In the listing, find every line that has the string "brown" and copy it.

Task inputs below:

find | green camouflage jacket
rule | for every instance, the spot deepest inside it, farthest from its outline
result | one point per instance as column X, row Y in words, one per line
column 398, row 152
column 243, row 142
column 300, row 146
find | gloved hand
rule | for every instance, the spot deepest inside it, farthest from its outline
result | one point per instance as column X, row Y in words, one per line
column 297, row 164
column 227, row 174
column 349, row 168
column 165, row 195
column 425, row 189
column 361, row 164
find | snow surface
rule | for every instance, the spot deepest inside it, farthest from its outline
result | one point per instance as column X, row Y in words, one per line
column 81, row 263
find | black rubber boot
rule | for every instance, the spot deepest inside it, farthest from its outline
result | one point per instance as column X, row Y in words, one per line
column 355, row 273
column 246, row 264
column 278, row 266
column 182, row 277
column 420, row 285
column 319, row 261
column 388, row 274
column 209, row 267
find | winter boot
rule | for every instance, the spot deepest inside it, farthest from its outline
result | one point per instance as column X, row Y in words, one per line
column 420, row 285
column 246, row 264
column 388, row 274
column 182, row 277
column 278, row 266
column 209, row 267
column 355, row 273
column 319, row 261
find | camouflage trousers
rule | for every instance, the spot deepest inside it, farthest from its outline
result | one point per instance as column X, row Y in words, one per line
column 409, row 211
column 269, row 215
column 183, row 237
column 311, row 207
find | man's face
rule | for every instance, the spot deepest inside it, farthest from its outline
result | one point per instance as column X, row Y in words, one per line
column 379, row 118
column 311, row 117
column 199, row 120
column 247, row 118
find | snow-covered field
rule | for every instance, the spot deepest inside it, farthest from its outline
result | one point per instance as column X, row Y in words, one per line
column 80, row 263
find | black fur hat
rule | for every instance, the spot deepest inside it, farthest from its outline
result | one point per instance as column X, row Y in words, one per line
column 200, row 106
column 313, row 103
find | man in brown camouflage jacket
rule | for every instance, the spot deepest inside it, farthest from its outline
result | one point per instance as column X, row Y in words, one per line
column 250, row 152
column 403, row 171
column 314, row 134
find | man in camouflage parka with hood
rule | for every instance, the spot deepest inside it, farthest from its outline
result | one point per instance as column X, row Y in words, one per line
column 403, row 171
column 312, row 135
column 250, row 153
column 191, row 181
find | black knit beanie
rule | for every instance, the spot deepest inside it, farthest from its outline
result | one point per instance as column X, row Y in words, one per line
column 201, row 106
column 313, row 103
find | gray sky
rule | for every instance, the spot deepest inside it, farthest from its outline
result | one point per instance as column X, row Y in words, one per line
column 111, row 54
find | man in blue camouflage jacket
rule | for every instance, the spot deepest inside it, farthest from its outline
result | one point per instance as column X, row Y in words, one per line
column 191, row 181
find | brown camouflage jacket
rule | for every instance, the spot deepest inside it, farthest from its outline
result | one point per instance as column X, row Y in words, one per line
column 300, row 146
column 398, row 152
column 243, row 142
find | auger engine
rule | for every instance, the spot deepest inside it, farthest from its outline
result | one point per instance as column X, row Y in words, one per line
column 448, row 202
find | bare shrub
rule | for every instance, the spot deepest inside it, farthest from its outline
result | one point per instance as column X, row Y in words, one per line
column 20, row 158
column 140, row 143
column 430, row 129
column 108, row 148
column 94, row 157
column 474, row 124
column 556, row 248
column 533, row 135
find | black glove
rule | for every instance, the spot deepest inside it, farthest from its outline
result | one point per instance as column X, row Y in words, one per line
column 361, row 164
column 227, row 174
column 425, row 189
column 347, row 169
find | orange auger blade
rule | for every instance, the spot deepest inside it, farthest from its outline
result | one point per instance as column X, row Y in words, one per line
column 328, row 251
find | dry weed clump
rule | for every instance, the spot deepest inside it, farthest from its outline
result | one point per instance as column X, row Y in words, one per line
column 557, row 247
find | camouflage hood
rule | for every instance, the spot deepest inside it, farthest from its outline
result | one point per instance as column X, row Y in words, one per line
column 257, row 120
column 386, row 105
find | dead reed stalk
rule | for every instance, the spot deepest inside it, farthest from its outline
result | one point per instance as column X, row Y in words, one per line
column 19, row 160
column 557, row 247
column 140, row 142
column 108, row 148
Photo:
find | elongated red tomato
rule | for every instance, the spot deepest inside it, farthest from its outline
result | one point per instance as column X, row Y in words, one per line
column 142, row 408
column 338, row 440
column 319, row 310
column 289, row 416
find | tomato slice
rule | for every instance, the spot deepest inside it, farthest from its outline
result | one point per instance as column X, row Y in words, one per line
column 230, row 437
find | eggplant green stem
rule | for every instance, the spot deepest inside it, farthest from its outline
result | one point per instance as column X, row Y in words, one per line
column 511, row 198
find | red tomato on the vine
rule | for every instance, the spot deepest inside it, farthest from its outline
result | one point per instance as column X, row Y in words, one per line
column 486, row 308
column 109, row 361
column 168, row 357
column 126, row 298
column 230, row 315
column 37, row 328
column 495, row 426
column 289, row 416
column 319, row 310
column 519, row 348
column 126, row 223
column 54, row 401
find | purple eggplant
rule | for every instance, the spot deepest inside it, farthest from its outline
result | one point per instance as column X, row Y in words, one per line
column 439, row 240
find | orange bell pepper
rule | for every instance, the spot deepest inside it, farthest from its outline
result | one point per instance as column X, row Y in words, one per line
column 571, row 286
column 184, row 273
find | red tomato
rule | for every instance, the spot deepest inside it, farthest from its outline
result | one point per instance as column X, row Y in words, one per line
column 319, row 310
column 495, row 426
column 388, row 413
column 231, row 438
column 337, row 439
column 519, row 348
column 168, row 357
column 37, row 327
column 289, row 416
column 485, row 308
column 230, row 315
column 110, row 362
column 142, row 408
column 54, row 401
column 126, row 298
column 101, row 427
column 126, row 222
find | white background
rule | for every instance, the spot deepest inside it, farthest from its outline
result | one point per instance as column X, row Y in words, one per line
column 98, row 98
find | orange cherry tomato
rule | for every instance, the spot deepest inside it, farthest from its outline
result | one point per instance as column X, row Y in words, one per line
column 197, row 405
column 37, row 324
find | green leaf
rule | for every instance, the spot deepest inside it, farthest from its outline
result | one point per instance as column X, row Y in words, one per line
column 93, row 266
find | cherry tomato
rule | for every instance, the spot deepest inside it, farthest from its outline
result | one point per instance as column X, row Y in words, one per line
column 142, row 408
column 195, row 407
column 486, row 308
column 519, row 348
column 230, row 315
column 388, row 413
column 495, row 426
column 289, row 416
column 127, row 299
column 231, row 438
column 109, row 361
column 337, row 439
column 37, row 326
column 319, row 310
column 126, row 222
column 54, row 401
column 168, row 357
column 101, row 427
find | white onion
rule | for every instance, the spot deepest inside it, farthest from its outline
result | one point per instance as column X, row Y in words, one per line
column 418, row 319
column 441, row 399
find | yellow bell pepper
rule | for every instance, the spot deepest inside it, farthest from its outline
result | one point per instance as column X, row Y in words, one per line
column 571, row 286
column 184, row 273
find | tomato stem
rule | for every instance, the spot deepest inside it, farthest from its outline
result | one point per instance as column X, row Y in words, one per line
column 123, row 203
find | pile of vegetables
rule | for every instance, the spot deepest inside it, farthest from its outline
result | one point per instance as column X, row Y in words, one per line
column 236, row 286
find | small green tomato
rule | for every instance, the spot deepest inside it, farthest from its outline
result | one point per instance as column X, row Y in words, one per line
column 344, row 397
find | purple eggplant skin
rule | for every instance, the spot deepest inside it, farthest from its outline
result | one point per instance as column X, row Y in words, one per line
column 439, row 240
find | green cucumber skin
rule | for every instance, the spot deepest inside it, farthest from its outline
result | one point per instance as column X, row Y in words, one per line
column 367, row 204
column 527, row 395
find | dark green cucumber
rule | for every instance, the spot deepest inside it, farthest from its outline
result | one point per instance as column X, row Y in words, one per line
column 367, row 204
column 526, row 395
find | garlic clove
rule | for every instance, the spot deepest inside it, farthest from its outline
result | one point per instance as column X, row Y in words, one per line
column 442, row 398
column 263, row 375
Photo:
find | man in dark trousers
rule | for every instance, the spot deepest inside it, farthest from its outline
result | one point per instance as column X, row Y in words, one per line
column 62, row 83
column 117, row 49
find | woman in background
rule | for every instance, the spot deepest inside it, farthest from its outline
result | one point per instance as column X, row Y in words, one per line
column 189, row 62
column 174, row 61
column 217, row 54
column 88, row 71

End of Task inputs.

* **The completed task**
find | man in brown camouflage jacket
find | brown camouflage jacket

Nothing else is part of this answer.